WHAT THE TASK REQUIRES - Repeat the lines of the records verbatim, from the line with "segment --target=door lever handle" to the line with "Segment every instance of the door lever", including both of those lines.

+ + +

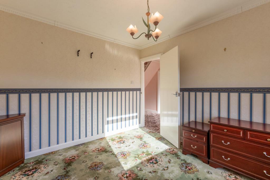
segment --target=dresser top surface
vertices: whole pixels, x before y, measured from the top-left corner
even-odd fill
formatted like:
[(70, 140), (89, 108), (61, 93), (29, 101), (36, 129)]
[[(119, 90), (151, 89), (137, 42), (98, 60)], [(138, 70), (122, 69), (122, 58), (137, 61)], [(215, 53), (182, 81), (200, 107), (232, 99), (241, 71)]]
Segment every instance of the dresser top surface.
[(182, 126), (206, 132), (209, 131), (210, 129), (209, 124), (194, 121), (186, 123), (182, 125)]
[(2, 115), (0, 116), (0, 121), (4, 121), (6, 120), (14, 119), (24, 117), (25, 116), (25, 113), (14, 114), (9, 114), (8, 115)]
[(270, 124), (221, 117), (216, 117), (208, 122), (270, 133)]

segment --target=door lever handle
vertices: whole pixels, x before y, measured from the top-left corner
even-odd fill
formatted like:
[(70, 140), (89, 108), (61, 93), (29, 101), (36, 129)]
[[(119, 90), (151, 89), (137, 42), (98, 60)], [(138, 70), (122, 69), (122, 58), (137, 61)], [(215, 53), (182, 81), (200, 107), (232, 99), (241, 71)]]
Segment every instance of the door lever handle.
[(175, 94), (173, 94), (173, 95), (174, 95), (174, 96), (175, 96), (176, 97), (177, 97), (178, 96), (177, 96), (177, 91), (175, 92)]

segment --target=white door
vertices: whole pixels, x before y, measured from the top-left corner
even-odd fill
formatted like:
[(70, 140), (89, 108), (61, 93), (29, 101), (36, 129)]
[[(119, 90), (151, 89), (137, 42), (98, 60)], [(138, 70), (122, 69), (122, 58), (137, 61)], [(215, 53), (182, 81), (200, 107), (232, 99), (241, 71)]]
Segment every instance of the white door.
[(179, 59), (177, 46), (160, 57), (160, 135), (179, 148)]

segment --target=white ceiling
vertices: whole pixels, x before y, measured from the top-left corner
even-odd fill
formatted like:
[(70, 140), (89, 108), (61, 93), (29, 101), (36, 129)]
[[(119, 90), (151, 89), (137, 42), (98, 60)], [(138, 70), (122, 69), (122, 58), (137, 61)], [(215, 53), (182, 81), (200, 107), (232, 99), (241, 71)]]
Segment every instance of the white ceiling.
[[(150, 12), (158, 11), (164, 17), (158, 26), (163, 32), (160, 39), (162, 40), (163, 37), (164, 39), (169, 37), (169, 35), (177, 34), (183, 30), (236, 8), (241, 9), (242, 5), (254, 1), (149, 0), (149, 5)], [(142, 36), (133, 39), (126, 30), (132, 24), (136, 25), (139, 30), (135, 36), (146, 31), (141, 16), (147, 19), (147, 0), (0, 0), (0, 4), (141, 49), (153, 43), (153, 39), (147, 40)]]

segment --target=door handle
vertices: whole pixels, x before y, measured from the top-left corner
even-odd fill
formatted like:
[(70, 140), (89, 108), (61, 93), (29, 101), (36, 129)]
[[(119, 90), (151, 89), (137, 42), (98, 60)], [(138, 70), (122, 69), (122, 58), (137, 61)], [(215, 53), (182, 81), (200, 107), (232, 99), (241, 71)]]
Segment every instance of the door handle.
[(177, 96), (177, 91), (175, 92), (175, 94), (173, 94), (173, 95), (174, 95), (174, 96), (175, 96), (176, 97), (177, 97), (178, 96)]

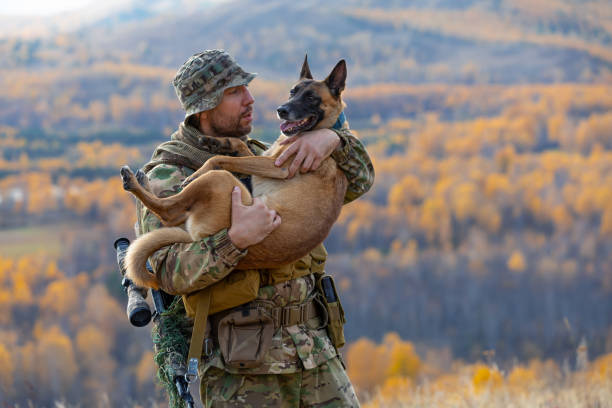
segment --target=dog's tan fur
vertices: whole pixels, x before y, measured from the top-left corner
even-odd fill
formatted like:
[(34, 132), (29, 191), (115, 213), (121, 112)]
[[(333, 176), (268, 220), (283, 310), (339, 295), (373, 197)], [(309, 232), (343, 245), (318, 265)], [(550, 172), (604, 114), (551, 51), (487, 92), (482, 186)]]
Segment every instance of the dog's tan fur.
[[(306, 61), (304, 64), (307, 67)], [(304, 67), (302, 76), (303, 73)], [(308, 86), (321, 98), (319, 107), (324, 111), (323, 119), (314, 129), (331, 128), (344, 108), (340, 94), (334, 97), (325, 81), (313, 81)], [(168, 198), (158, 198), (143, 188), (128, 169), (126, 189), (164, 225), (171, 227), (185, 222), (187, 231), (176, 227), (161, 228), (138, 238), (128, 251), (127, 276), (137, 285), (159, 288), (155, 276), (145, 268), (147, 258), (166, 245), (196, 241), (229, 227), (234, 186), (241, 189), (243, 204), (250, 205), (253, 197), (260, 197), (282, 219), (280, 226), (262, 242), (249, 247), (236, 269), (285, 265), (323, 242), (340, 214), (347, 179), (332, 158), (325, 159), (315, 171), (298, 172), (287, 179), (288, 170), (274, 165), (276, 158), (288, 147), (280, 145), (286, 138), (281, 134), (262, 156), (209, 159), (186, 180), (188, 184), (180, 193)], [(232, 144), (234, 150), (250, 154), (239, 139), (222, 139)], [(252, 175), (253, 194), (230, 172)]]

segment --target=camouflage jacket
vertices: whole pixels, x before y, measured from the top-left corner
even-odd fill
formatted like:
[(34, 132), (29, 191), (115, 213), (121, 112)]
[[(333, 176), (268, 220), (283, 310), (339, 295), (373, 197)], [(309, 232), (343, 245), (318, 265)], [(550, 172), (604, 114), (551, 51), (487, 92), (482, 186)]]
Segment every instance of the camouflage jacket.
[[(349, 184), (345, 203), (353, 201), (371, 187), (374, 169), (363, 144), (348, 129), (336, 130), (341, 146), (332, 153), (338, 167), (343, 170)], [(255, 140), (247, 140), (254, 154), (260, 155), (265, 146)], [(201, 147), (200, 147), (201, 148)], [(158, 164), (147, 172), (151, 190), (159, 197), (168, 197), (180, 191), (183, 180), (194, 169), (188, 166)], [(140, 234), (162, 227), (161, 221), (145, 207), (139, 206)], [(205, 288), (226, 277), (246, 254), (236, 248), (227, 235), (227, 229), (192, 243), (176, 243), (158, 250), (150, 258), (162, 289), (172, 294), (186, 294)], [(258, 299), (272, 300), (276, 306), (300, 304), (315, 290), (312, 274), (297, 279), (262, 286)], [(309, 322), (310, 323), (310, 322)], [(312, 329), (314, 324), (282, 327), (274, 334), (272, 347), (257, 369), (243, 369), (250, 374), (293, 373), (314, 368), (336, 356), (336, 350), (325, 329)], [(205, 367), (226, 369), (218, 349)]]

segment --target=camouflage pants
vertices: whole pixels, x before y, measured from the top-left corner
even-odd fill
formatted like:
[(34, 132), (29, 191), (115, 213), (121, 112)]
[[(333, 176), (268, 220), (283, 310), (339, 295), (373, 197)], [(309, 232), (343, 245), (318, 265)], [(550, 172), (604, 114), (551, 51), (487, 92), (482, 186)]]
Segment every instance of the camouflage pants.
[(240, 375), (211, 367), (202, 379), (200, 397), (206, 408), (359, 407), (338, 357), (293, 374)]

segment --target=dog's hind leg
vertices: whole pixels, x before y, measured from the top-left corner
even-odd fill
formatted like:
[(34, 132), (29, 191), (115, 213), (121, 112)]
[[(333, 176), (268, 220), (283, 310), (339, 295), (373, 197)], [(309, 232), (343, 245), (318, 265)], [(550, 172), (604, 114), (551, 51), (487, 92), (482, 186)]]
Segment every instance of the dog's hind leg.
[(145, 190), (151, 192), (151, 185), (149, 184), (149, 177), (142, 171), (141, 169), (136, 170), (136, 180), (138, 184), (142, 186)]
[(232, 173), (250, 174), (252, 176), (267, 177), (284, 180), (289, 175), (286, 167), (276, 167), (274, 157), (268, 156), (249, 156), (249, 157), (229, 157), (215, 156), (208, 159), (202, 167), (183, 181), (185, 187), (197, 180), (202, 174), (211, 170), (227, 170)]
[(137, 177), (128, 166), (121, 168), (121, 179), (123, 180), (123, 188), (135, 195), (145, 207), (153, 211), (164, 225), (179, 225), (187, 218), (186, 210), (191, 206), (191, 203), (181, 202), (178, 194), (167, 198), (157, 197), (140, 185)]

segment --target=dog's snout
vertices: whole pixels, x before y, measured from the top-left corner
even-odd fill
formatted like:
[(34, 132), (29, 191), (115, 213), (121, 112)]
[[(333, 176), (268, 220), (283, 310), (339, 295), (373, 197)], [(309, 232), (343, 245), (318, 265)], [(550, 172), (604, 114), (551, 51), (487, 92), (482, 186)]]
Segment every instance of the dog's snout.
[(276, 113), (278, 113), (279, 118), (287, 119), (287, 115), (289, 115), (289, 110), (285, 107), (285, 105), (281, 105), (276, 109)]

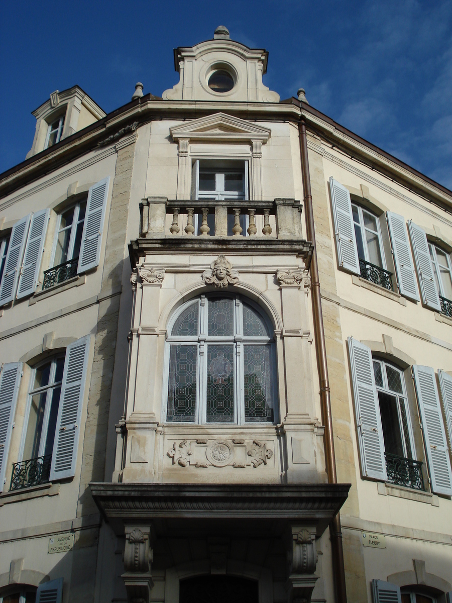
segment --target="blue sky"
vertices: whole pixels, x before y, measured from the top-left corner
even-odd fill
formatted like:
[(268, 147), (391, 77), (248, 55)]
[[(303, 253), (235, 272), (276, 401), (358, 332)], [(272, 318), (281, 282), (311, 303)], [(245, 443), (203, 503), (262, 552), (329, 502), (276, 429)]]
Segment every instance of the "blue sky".
[(80, 86), (107, 113), (134, 84), (178, 80), (172, 49), (231, 37), (269, 53), (264, 81), (452, 189), (450, 0), (16, 0), (0, 9), (0, 172), (25, 159), (31, 112)]

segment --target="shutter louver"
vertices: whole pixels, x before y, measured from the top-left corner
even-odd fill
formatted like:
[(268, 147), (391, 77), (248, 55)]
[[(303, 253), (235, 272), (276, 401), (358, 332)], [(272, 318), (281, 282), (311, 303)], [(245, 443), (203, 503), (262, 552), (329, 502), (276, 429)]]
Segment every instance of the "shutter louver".
[(63, 578), (51, 580), (40, 584), (36, 591), (36, 603), (61, 603)]
[(444, 414), (446, 415), (447, 431), (449, 432), (449, 446), (452, 446), (452, 377), (445, 371), (442, 371), (441, 368), (438, 370), (438, 376)]
[(20, 362), (10, 362), (3, 365), (0, 373), (0, 492), (6, 472), (21, 373)]
[(403, 216), (386, 212), (400, 295), (419, 302), (418, 286)]
[(386, 464), (371, 350), (348, 338), (352, 383), (363, 475), (386, 481)]
[(435, 371), (430, 367), (415, 365), (413, 373), (432, 489), (452, 496), (452, 472)]
[(441, 311), (441, 304), (432, 268), (427, 235), (420, 227), (410, 220), (408, 222), (411, 242), (414, 250), (415, 262), (418, 271), (422, 303), (434, 310)]
[(0, 286), (0, 306), (12, 302), (16, 295), (31, 218), (31, 214), (30, 213), (16, 222), (13, 227)]
[(374, 603), (402, 603), (400, 587), (383, 580), (372, 581)]
[(31, 217), (24, 262), (17, 286), (17, 298), (33, 293), (37, 285), (49, 209), (36, 212)]
[(50, 470), (51, 481), (72, 477), (75, 473), (89, 339), (89, 335), (82, 337), (66, 349)]
[(355, 241), (350, 194), (345, 186), (332, 177), (330, 178), (330, 188), (339, 265), (345, 270), (359, 274), (359, 260)]
[(197, 199), (199, 192), (199, 160), (196, 159), (192, 168), (192, 198)]
[(110, 177), (108, 176), (92, 186), (88, 193), (86, 215), (83, 224), (80, 256), (77, 267), (77, 272), (79, 273), (99, 265), (109, 182)]

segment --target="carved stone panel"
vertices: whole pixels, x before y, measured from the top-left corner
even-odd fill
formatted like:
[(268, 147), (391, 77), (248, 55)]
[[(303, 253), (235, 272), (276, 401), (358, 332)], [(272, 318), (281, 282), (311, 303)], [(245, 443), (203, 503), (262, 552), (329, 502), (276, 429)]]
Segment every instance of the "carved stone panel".
[(269, 463), (274, 466), (274, 455), (272, 441), (244, 438), (179, 440), (173, 441), (166, 452), (172, 466), (196, 469), (257, 469)]

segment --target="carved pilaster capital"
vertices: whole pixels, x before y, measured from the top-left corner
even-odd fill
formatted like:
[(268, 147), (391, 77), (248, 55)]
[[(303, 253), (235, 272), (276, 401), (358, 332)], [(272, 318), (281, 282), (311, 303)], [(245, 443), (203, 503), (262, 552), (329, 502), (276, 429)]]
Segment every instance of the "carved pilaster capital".
[(126, 526), (122, 579), (129, 603), (149, 603), (154, 586), (151, 575), (153, 552), (149, 526)]
[(163, 268), (156, 270), (154, 268), (144, 268), (138, 267), (138, 274), (142, 282), (147, 285), (162, 285), (165, 278), (165, 270)]

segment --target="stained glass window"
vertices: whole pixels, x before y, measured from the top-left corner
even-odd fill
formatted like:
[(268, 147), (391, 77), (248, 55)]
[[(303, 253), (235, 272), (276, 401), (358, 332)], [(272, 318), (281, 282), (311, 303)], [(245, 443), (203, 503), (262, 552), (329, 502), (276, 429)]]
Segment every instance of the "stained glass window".
[(277, 420), (274, 343), (265, 318), (238, 295), (203, 300), (182, 307), (167, 340), (167, 420)]
[(196, 346), (171, 346), (168, 421), (195, 421), (197, 361)]

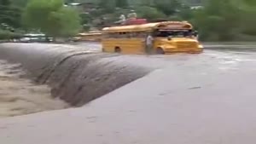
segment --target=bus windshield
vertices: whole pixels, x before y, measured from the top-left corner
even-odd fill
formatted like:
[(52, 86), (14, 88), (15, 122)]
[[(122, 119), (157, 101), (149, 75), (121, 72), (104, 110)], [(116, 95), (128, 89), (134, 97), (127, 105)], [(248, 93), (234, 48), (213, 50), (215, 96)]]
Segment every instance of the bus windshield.
[(156, 31), (154, 37), (185, 37), (193, 35), (192, 30), (170, 30), (170, 31)]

+ + +

RESULT FOR THIS EXERCISE -
segment --target=door lever handle
vertices: whole pixels, x before y, measured from the top-left corner
even-odd fill
formatted like:
[(70, 140), (89, 108), (61, 93), (29, 101), (36, 129)]
[[(119, 90), (151, 89), (137, 42), (98, 60)], [(138, 70), (122, 69), (122, 58), (137, 61)], [(215, 53), (182, 81), (200, 107), (232, 99), (241, 71)]]
Segment every instance of the door lever handle.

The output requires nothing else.